To do: Find every line in the rows below that contains the word "white" and copy each one. Case counts.
[begin Exercise data]
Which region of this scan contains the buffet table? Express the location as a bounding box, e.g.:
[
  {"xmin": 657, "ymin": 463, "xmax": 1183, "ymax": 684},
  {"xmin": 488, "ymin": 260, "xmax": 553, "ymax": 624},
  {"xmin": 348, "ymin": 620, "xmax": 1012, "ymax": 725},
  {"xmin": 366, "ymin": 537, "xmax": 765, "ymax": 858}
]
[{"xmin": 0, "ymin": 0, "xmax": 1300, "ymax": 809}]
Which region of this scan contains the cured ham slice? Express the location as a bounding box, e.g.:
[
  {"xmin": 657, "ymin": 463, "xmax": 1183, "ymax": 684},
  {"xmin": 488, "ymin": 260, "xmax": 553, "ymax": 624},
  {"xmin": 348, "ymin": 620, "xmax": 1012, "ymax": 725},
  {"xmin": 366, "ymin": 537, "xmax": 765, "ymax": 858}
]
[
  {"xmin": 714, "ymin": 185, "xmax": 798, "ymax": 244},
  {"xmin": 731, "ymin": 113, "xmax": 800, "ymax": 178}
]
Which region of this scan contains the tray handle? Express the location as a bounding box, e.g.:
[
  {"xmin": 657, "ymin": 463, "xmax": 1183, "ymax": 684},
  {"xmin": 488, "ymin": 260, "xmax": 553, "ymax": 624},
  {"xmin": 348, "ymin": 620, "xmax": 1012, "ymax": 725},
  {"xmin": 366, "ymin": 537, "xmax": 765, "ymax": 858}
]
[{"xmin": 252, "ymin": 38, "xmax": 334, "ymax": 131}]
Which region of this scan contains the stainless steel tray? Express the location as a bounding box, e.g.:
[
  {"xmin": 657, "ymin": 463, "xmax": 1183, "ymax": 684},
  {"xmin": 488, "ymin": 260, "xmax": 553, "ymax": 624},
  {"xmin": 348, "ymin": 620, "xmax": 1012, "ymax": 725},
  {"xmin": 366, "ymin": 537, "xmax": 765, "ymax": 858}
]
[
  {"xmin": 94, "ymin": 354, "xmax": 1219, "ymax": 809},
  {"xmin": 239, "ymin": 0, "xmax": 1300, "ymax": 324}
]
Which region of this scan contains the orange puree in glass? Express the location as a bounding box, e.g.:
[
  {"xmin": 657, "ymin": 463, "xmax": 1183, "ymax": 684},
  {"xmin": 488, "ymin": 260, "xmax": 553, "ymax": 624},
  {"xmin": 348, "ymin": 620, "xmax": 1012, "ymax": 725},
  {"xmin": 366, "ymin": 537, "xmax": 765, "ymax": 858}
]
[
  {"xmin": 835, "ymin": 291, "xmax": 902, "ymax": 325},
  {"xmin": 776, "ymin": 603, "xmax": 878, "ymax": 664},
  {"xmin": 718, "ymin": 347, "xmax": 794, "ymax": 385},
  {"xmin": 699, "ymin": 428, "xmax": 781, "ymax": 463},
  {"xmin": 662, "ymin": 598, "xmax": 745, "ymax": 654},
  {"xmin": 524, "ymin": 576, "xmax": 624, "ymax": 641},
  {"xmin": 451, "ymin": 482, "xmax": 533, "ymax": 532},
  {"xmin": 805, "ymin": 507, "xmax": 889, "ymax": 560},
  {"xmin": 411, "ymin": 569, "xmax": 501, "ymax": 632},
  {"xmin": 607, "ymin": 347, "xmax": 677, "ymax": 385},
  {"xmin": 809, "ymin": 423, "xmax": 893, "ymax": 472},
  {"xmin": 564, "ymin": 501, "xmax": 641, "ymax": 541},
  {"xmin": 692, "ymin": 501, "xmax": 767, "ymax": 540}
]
[end Exercise data]
[begin Exercise data]
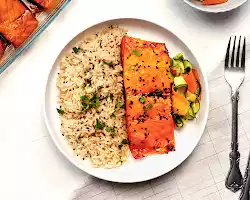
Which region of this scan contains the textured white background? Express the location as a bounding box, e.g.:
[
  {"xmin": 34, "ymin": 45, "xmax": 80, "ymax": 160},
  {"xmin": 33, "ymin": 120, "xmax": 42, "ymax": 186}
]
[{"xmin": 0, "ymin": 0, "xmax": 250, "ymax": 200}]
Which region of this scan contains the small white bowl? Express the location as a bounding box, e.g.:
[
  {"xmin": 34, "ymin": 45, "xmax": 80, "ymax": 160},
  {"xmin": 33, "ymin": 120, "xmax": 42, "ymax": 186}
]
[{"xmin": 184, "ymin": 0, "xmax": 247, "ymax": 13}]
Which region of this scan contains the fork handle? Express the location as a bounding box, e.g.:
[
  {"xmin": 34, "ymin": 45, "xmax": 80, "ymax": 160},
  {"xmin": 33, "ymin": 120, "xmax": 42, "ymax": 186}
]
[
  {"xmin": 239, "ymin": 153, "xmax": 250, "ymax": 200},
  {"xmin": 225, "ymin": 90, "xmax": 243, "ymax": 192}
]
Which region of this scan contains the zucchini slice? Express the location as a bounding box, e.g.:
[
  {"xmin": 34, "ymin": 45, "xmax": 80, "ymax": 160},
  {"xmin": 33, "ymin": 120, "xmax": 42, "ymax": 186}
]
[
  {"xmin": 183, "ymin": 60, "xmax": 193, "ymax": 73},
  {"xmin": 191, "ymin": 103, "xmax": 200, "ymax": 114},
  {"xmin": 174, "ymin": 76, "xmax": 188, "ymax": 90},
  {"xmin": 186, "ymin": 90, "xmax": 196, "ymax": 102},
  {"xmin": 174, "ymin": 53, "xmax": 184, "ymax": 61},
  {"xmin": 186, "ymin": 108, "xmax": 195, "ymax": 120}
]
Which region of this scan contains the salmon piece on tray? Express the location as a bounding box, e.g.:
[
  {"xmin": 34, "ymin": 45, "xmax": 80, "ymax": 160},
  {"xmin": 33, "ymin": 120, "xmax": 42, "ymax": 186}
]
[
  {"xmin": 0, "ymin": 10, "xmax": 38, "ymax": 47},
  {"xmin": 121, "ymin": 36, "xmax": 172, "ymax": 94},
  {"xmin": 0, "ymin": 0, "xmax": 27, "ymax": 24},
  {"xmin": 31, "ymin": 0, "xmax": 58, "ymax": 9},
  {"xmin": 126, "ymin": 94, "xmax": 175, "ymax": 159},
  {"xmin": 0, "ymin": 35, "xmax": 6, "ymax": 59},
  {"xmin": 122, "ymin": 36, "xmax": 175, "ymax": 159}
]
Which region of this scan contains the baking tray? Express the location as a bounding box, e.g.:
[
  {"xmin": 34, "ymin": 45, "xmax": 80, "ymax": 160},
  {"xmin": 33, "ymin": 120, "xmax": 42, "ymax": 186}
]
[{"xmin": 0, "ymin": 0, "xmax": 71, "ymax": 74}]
[end Exercise data]
Exercise answer:
Which region of this scan contains the textured white background? Express the location as a bounding box, e.g.:
Which region of this scan contains the small white bowl? Express the location as a bounding box, e.g.:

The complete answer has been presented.